● WHAT IS NEEDED
Determine how many lines of the material below contain "tree". Report only that figure.

###

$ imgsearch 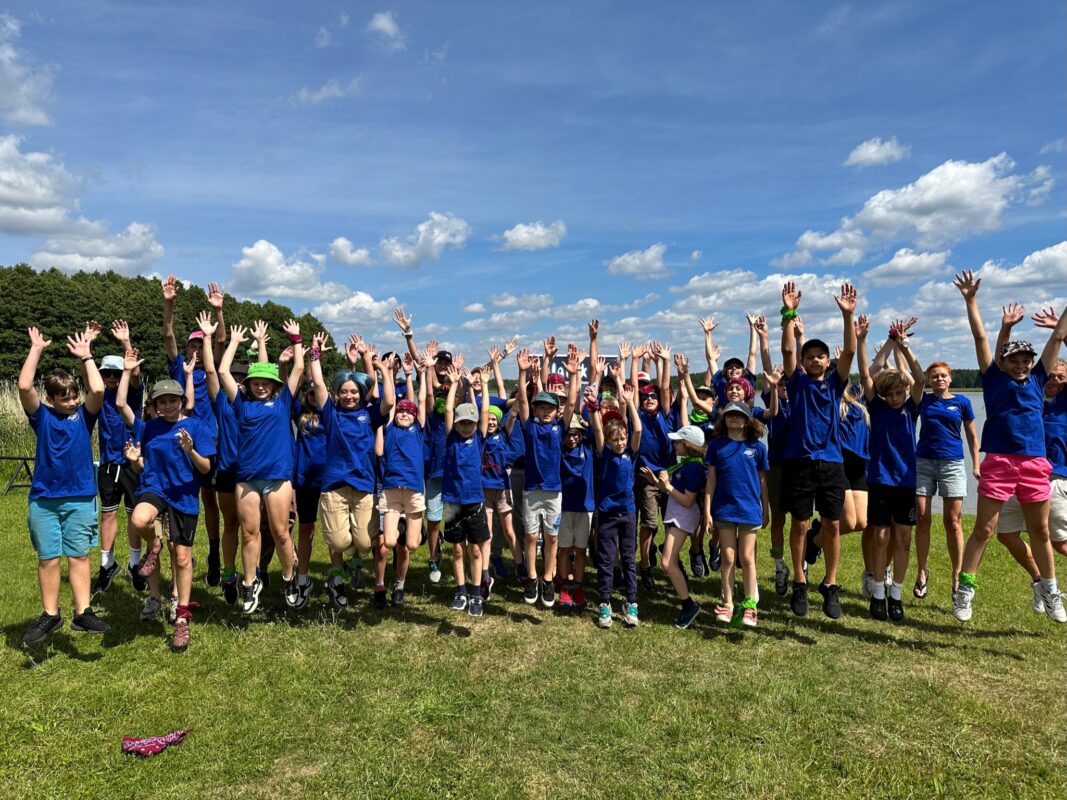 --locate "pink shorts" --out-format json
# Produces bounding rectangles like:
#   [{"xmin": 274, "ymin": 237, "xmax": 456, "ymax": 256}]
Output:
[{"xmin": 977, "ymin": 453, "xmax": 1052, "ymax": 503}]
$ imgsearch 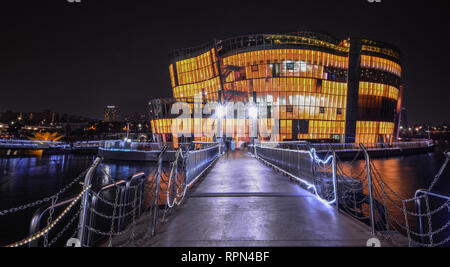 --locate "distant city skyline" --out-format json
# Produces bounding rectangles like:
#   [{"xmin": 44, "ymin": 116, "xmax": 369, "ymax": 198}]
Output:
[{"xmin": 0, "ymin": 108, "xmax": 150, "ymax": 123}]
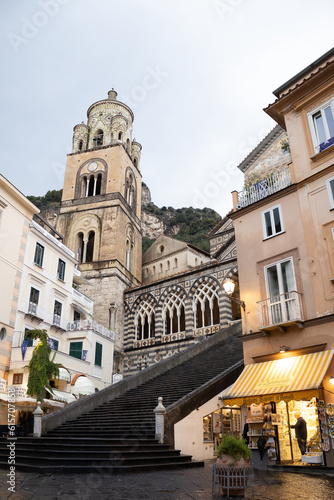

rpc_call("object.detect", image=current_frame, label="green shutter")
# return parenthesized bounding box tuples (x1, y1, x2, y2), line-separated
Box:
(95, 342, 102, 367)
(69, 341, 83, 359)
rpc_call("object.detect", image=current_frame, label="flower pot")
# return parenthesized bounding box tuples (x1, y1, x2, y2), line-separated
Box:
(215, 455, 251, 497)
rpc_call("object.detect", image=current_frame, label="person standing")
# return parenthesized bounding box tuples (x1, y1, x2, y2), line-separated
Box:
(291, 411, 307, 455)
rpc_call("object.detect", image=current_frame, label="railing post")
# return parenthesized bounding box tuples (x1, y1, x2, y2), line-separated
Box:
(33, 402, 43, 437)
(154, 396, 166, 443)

###

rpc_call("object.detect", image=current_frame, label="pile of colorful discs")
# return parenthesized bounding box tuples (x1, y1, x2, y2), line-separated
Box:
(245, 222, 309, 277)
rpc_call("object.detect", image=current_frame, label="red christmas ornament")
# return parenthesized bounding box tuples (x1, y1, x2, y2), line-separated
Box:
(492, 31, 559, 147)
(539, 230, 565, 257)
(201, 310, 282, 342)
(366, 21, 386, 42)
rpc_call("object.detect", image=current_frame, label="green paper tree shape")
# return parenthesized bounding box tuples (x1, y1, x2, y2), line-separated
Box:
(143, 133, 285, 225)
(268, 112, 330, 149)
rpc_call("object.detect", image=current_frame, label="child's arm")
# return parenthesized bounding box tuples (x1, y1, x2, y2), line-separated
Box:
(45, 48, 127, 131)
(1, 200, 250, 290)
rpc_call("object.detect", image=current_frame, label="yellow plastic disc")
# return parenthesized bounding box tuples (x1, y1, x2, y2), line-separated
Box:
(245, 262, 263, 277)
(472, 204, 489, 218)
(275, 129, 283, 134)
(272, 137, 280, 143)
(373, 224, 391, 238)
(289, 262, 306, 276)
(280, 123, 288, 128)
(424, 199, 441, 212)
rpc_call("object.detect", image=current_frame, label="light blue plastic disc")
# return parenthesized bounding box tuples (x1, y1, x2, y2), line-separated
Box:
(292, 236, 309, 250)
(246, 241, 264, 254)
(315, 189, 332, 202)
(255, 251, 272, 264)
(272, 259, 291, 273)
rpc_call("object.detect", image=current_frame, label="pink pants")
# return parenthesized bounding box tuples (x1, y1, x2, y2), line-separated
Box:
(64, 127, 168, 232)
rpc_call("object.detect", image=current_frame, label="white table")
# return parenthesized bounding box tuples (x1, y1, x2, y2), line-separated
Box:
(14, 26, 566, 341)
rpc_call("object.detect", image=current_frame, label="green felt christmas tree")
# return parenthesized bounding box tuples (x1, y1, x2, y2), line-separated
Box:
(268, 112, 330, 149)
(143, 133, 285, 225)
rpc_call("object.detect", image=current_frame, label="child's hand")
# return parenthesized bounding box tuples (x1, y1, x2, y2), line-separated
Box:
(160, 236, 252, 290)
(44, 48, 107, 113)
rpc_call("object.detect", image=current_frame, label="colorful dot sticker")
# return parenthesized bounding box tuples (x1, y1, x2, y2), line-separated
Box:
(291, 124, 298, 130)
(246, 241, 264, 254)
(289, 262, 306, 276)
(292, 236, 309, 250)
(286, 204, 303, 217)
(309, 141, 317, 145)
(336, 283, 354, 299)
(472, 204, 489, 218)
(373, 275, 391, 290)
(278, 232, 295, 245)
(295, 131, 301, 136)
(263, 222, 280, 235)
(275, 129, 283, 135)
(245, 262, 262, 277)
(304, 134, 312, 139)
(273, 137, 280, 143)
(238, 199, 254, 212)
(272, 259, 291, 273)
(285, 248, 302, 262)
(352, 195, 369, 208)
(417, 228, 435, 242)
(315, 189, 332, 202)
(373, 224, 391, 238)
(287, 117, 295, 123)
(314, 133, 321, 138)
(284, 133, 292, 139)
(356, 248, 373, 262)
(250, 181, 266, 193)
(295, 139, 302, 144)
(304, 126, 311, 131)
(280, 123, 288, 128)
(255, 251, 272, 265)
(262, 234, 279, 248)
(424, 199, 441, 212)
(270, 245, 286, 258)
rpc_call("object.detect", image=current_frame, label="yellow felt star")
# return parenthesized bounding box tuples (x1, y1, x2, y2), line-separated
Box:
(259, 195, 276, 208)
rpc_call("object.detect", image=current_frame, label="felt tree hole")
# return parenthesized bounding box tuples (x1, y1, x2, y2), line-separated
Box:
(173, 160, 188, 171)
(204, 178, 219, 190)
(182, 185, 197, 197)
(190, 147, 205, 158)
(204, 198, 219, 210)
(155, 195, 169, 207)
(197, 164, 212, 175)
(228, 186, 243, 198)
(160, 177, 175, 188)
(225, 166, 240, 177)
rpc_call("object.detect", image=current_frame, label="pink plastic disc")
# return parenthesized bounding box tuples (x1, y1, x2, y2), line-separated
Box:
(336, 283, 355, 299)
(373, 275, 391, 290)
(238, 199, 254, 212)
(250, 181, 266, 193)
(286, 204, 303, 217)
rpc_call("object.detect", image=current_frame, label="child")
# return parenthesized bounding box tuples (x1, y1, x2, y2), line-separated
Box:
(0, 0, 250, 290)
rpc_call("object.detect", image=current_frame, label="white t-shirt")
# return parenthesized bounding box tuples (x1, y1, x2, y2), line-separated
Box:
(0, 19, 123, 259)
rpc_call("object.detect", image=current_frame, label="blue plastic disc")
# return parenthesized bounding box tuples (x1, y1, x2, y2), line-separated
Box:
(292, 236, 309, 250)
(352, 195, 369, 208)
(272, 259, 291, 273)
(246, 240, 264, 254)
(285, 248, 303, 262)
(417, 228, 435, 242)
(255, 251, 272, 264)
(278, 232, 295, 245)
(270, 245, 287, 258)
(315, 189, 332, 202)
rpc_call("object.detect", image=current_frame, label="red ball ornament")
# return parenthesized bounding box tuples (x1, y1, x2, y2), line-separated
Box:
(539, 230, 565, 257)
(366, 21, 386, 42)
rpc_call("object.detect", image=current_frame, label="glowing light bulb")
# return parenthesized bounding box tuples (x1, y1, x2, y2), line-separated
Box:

###

● THE ANSWER
3